#### Trecho selecionado
☆ ☆ ☆ ☆ ☆ ☆ ☆

Maior fabricante de eletroeletrônicos da China inaugura a terceira fábrica no País, a primeira de geladeiras e lavadoras; novos investimentos estão no radar da companhia que tem o Brasil como peça-chave na expansão
Maior fabricante de eletroeletrônicos da China, com faturamento de US$ 52 bilhões (R$ 314 bilhões) em 2023, a Midea inaugura oficialmente nesta segunda-feira, 9, a terceira fábrica no País. Com investimentos de R$ 600 milhões para erguer uma planta em Pouso Alegre (MG), a fabricante chinesa estreia com produção local no segmento de eletrodomésticos da linha branca: geladeiras e lavadoras. Vai disputar um mercado com líderes consolidados, como a americana Whirlpool, dona da marca Brastemp, e a sueca Electrolux.
Neste ano, a linha branca foi o segmento de eletroeletrônicos que mais cresceu. De janeiro a agosto, as vendas da indústria para o varejo aumentaram 20% ante igual período de 2023, segundo a Eletros, associação que reúne os fabricantes.
A gigante chinesa começou a atuar no Brasil em 2007 com aparelhos de ar condicionado e depois com micro-ondas. Na linha branca, a intenção da companhia é escapar da sazonalidade da venda de aparelhos de ar condicionado e avançar no grande mercado brasileiro de eletrodomésticos, diz o CEO da Midea no Brasil, Felipe Costa.

☆ ☆ ☆ ☆ ☆ ☆ ☆

#### Amostra dos dados

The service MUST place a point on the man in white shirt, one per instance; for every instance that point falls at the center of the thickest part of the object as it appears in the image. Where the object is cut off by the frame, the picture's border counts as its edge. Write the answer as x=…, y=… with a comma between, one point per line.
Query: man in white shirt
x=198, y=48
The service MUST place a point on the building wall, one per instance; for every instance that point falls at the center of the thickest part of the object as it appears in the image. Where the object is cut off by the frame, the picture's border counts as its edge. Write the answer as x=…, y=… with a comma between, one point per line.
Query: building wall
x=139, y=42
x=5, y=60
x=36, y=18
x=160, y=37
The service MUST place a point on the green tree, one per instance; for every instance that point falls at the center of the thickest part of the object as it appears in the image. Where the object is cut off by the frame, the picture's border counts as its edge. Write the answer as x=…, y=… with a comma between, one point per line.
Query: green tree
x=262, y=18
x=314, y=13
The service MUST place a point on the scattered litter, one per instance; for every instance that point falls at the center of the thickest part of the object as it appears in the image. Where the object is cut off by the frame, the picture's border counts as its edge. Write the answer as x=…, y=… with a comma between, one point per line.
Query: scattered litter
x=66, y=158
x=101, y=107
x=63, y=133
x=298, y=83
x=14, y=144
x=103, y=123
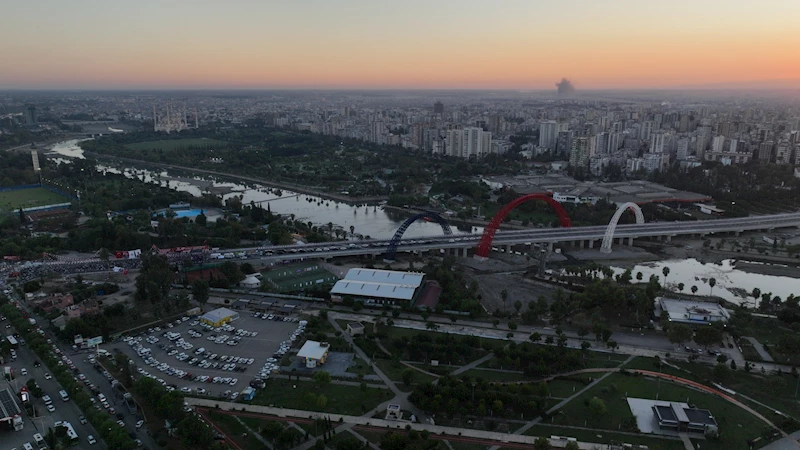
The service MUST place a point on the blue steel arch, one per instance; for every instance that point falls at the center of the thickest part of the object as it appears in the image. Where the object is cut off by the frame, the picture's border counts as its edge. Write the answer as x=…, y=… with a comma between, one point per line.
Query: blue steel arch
x=399, y=233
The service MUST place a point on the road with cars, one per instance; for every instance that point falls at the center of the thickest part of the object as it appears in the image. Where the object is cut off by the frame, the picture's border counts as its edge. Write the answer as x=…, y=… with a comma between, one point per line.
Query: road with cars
x=85, y=372
x=60, y=410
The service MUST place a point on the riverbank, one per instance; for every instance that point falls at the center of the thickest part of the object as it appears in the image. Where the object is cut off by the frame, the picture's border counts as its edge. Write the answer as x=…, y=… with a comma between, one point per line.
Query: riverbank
x=274, y=184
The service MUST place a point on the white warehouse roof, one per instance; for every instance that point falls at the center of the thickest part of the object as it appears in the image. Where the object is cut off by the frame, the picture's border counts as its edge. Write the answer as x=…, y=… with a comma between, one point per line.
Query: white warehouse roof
x=313, y=350
x=385, y=276
x=380, y=290
x=218, y=314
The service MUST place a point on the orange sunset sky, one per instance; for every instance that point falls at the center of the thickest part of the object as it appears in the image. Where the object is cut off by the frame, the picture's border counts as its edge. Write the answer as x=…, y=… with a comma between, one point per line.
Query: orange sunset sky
x=407, y=44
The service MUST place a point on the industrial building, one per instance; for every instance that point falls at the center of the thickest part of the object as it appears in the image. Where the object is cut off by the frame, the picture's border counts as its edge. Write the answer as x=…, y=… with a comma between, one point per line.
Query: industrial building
x=219, y=317
x=313, y=353
x=690, y=312
x=10, y=413
x=680, y=417
x=374, y=286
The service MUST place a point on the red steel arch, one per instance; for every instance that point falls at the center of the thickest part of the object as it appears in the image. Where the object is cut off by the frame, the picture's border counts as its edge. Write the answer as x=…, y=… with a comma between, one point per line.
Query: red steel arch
x=485, y=245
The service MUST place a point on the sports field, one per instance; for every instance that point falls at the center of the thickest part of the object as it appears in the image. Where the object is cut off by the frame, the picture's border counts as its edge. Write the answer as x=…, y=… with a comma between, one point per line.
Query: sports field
x=11, y=201
x=172, y=144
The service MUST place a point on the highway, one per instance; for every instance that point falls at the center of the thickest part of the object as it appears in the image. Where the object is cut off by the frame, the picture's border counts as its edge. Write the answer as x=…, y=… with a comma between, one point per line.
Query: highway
x=593, y=234
x=516, y=237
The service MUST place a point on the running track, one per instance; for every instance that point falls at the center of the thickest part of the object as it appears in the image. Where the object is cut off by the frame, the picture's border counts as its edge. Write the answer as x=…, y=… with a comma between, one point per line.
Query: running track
x=490, y=442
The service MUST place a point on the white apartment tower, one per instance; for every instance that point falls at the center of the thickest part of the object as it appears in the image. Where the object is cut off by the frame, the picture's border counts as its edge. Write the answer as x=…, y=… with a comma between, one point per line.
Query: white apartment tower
x=548, y=134
x=656, y=143
x=468, y=142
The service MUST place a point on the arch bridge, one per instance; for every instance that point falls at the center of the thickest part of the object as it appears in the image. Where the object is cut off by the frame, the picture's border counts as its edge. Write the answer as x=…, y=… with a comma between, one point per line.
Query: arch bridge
x=398, y=235
x=485, y=244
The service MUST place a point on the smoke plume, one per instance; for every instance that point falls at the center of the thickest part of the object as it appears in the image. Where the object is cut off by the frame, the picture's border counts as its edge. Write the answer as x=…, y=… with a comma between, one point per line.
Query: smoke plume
x=565, y=87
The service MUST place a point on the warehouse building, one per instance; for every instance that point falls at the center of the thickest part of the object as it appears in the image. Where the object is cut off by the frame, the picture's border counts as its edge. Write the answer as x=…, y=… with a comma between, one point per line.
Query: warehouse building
x=313, y=353
x=373, y=286
x=219, y=317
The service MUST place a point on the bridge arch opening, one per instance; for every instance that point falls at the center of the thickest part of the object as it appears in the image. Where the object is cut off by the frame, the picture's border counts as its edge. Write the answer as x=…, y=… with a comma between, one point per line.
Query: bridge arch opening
x=608, y=238
x=485, y=244
x=398, y=235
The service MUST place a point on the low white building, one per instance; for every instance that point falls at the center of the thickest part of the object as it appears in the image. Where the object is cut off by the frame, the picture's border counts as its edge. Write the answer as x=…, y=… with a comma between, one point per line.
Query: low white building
x=691, y=312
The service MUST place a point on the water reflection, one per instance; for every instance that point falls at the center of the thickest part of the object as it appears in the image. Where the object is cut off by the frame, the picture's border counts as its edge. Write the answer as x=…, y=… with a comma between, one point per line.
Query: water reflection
x=732, y=284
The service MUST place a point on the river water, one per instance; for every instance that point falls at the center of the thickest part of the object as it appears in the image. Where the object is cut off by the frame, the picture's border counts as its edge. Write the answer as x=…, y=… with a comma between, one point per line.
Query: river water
x=732, y=284
x=371, y=221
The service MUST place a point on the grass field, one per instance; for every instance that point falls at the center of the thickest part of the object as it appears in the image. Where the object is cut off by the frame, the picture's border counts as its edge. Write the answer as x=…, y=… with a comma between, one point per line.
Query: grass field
x=12, y=201
x=340, y=399
x=736, y=424
x=172, y=144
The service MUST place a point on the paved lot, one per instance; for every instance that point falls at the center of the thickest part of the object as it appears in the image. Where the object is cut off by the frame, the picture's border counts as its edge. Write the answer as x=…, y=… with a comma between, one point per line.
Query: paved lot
x=270, y=335
x=67, y=411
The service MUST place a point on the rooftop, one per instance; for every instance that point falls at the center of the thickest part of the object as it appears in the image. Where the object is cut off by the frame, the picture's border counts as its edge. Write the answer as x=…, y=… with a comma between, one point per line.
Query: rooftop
x=691, y=311
x=8, y=404
x=218, y=314
x=313, y=350
x=385, y=276
x=380, y=290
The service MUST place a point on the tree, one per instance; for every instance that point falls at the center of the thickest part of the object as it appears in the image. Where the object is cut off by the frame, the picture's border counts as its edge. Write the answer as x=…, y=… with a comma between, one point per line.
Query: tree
x=708, y=335
x=200, y=292
x=408, y=376
x=541, y=443
x=154, y=280
x=597, y=406
x=322, y=378
x=722, y=373
x=679, y=333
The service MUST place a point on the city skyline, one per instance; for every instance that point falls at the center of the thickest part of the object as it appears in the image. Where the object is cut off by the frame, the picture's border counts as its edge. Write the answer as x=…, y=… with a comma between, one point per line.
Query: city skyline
x=416, y=45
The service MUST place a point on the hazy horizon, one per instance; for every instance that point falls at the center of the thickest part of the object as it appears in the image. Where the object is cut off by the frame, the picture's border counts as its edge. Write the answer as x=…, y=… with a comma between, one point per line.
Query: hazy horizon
x=358, y=45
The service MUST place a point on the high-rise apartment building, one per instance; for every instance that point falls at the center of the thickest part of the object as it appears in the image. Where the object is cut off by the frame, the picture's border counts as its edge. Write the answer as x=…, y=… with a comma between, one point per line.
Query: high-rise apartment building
x=682, y=151
x=765, y=151
x=579, y=155
x=548, y=134
x=718, y=144
x=656, y=142
x=470, y=141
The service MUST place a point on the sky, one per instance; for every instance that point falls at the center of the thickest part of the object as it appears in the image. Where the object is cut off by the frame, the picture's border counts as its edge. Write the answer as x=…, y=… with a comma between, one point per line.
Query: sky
x=369, y=44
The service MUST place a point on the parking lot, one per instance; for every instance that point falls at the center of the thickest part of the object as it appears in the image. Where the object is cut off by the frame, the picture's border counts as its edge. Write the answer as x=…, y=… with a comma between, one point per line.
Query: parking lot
x=190, y=355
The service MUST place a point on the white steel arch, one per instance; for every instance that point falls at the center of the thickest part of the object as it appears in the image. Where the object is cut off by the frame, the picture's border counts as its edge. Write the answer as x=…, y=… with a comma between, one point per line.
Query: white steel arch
x=609, y=236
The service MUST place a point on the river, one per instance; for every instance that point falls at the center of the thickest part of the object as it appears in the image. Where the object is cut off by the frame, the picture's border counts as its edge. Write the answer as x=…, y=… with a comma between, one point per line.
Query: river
x=732, y=284
x=371, y=221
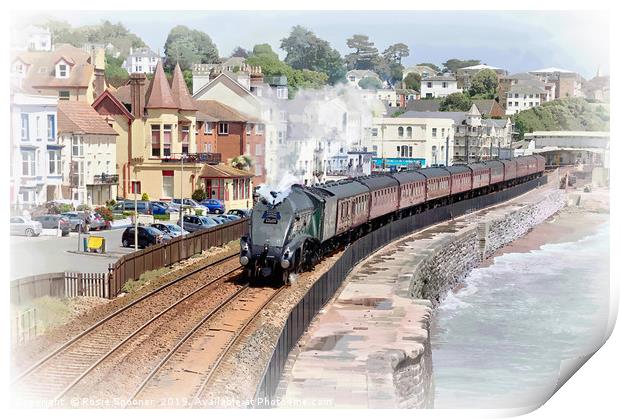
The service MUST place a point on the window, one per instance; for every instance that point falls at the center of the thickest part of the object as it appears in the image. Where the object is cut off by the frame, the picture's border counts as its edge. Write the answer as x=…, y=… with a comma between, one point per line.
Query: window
x=54, y=162
x=25, y=128
x=62, y=71
x=77, y=148
x=155, y=141
x=167, y=139
x=51, y=127
x=185, y=139
x=167, y=183
x=28, y=163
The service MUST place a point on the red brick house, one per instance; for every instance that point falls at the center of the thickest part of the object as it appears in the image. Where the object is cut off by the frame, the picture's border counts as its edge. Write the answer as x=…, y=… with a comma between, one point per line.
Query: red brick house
x=221, y=129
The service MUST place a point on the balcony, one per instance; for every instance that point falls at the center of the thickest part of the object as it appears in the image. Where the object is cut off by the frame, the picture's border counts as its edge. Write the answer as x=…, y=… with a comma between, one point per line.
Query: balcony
x=208, y=158
x=105, y=179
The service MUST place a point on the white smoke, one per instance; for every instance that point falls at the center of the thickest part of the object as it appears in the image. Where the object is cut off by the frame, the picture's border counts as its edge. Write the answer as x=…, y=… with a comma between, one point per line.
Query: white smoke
x=275, y=195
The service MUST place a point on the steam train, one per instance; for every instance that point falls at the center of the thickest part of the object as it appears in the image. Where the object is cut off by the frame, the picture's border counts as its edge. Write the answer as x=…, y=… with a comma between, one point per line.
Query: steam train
x=293, y=234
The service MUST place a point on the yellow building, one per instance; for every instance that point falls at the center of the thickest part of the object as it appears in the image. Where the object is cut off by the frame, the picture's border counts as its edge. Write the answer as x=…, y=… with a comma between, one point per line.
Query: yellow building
x=157, y=135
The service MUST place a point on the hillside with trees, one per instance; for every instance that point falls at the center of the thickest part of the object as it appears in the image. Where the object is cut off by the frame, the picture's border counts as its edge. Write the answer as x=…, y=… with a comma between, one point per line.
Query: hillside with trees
x=568, y=114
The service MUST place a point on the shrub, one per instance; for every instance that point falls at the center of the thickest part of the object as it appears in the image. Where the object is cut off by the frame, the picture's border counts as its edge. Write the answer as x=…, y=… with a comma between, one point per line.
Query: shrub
x=199, y=195
x=105, y=212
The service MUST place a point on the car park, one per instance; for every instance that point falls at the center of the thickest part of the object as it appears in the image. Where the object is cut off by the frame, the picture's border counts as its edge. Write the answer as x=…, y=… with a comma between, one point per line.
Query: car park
x=173, y=230
x=22, y=226
x=54, y=221
x=243, y=213
x=76, y=221
x=193, y=223
x=215, y=206
x=147, y=236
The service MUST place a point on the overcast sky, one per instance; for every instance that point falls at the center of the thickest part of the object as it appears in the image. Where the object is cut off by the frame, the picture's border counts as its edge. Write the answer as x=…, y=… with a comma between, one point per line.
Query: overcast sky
x=516, y=41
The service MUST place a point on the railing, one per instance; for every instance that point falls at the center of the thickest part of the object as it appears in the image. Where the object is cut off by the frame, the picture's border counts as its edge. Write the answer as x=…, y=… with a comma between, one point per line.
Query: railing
x=325, y=287
x=104, y=179
x=209, y=158
x=130, y=266
x=133, y=265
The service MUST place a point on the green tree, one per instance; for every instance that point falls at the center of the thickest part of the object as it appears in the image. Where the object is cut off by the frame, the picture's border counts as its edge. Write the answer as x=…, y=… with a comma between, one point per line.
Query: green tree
x=370, y=83
x=188, y=46
x=304, y=50
x=484, y=84
x=240, y=52
x=412, y=81
x=365, y=56
x=454, y=64
x=431, y=65
x=396, y=52
x=455, y=102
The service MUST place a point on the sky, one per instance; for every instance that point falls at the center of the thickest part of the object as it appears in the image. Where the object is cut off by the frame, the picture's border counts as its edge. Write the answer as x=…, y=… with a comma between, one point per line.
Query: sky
x=514, y=40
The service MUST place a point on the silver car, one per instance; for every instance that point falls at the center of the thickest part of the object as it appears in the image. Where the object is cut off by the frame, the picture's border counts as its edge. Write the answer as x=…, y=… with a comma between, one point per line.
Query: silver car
x=22, y=226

☆ ☆ ☆ ☆ ☆ ☆ ☆

#### Objetivo
Redigite, sem alterações, a parte da reportagem sobre a nova fábrica da Midea começando com "Neste ano, a" e indo até "reúne os fabricantes.".

#### Resposta
Neste ano, a linha branca foi o segmento de eletroeletrônicos que mais cresceu. De janeiro a agosto, as vendas da indústria para o varejo aumentaram 20% ante igual período de 2023, segundo a Eletros, associação que reúne os fabricantes.